**Document passage**
Ed's lab had two semi-IBM PCs. Specifically, they were Korean knockoffs that were less than half of the cost, equipped with 12" amber screens and 3MHz of processing power. And with these PCs and a whole lot of elbow grease, Ed figured out a way to bypass the tape desk, the accoustic coupler, and the mainframe. He'd plug the gas chromatograph mass selective detector's output into a breakout box's input, and the breakout box's output to a PC's serial port. The breakout box had jumper wires that could connect any input pin to any output pin, which he whittled down to the correct configuration by trial and error.
Additionally, he and another researcher rebuilt the FORTRAN-based software from the Vax mainframe in a week and a half using GW Basic (which the computer snobs called "Gee-Wiz Basic") on one of the lab's PCs. The PCs had a better text editor (and he didn't have to worry about dropping connections while editing the data), so the process had improved considerably. Now they could run an incredible 20 samples in a single day, edit the data, and print the results.

**Assigned task 1**
In the passage about Ed's lab, list each thing the final sentence says they could now do.
**Assigned task 2**
Please copy the stretch from "Additionally, he and" through "print the results." in the passage about Ed's lab word for word.

**Provided material**
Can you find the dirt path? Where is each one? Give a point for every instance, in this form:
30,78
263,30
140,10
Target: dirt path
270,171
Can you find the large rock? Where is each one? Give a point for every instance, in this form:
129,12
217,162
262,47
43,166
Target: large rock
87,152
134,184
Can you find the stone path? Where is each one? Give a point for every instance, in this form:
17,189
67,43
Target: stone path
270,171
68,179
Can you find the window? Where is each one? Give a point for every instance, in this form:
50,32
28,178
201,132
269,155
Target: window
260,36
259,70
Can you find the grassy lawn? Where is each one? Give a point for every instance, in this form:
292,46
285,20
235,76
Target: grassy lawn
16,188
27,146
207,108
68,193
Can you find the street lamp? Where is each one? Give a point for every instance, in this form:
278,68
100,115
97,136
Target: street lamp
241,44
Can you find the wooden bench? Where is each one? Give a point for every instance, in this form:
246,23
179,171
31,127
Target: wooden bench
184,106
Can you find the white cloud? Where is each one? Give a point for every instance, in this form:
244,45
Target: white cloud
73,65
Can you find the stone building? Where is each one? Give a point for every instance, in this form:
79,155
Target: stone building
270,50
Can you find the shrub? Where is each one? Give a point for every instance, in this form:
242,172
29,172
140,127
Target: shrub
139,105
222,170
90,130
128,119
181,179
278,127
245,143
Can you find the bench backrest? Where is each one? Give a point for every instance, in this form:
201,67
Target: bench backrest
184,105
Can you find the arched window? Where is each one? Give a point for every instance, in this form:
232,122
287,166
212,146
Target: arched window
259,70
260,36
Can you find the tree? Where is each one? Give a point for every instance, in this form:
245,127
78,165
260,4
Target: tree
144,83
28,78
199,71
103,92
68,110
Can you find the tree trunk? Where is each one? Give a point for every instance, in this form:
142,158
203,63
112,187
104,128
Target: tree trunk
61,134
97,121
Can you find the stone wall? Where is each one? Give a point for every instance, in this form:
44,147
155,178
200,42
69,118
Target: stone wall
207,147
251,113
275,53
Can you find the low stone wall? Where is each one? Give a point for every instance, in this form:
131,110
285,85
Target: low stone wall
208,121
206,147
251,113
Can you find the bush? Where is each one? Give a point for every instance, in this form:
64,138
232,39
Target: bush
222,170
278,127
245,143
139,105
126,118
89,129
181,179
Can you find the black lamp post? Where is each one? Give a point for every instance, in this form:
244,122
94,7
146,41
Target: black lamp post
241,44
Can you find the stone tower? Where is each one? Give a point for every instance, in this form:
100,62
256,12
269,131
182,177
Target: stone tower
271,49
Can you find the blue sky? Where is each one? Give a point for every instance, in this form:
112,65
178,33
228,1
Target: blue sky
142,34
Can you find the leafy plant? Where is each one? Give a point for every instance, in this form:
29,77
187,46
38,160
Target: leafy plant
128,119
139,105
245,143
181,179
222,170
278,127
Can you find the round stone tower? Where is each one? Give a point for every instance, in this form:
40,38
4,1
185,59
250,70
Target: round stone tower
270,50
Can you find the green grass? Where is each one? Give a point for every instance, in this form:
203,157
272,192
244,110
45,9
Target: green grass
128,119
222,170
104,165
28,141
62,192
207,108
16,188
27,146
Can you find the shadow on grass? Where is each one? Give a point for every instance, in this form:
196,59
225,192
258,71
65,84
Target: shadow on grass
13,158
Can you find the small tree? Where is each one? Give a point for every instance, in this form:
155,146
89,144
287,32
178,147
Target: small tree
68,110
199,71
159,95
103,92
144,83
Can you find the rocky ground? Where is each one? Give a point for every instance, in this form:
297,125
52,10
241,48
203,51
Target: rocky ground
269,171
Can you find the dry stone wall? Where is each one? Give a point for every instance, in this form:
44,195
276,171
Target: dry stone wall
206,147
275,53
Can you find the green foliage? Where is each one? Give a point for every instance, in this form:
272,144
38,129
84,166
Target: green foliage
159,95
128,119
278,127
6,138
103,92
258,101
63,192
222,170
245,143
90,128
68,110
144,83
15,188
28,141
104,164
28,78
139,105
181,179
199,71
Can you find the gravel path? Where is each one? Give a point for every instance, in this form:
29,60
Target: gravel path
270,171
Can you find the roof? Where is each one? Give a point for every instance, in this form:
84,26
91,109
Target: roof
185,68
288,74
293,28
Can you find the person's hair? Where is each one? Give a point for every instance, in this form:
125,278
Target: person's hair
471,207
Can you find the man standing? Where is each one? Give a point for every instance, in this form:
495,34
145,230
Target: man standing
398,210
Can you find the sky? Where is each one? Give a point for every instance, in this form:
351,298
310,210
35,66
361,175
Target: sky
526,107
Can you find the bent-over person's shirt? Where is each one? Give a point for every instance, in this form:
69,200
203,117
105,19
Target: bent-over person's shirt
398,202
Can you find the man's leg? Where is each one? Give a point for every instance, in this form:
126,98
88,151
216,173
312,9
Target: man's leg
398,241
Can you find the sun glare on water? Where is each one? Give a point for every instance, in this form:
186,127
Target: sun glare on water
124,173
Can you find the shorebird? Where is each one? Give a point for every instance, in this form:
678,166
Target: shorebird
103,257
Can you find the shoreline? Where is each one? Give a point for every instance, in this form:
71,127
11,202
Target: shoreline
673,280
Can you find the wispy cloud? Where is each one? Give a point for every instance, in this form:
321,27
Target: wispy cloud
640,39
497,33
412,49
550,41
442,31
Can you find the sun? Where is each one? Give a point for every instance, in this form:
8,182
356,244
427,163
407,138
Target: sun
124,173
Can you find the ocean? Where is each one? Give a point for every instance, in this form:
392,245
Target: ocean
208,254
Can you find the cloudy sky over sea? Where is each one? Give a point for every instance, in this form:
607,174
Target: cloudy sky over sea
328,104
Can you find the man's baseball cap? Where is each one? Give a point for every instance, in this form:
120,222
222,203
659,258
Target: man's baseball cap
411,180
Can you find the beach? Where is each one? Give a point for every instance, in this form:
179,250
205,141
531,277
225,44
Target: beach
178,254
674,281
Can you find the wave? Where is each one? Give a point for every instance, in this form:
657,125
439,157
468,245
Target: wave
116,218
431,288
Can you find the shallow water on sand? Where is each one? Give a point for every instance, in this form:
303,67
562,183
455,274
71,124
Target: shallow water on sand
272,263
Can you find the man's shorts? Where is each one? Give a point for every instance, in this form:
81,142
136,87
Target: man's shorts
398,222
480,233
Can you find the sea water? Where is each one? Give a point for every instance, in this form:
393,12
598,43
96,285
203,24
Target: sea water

**Answer box 1**
- Run 20 samples in a single day
- Edit the data
- Print the results

**Answer box 2**
Additionally, he and another researcher rebuilt the FORTRAN-based software from the Vax mainframe in a week and a half using GW Basic (which the computer snobs called "Gee-Wiz Basic") on one of the lab's PCs. The PCs had a better text editor (and he didn't have to worry about dropping connections while editing the data), so the process had improved considerably. Now they could run an incredible 20 samples in a single day, edit the data, and print the results.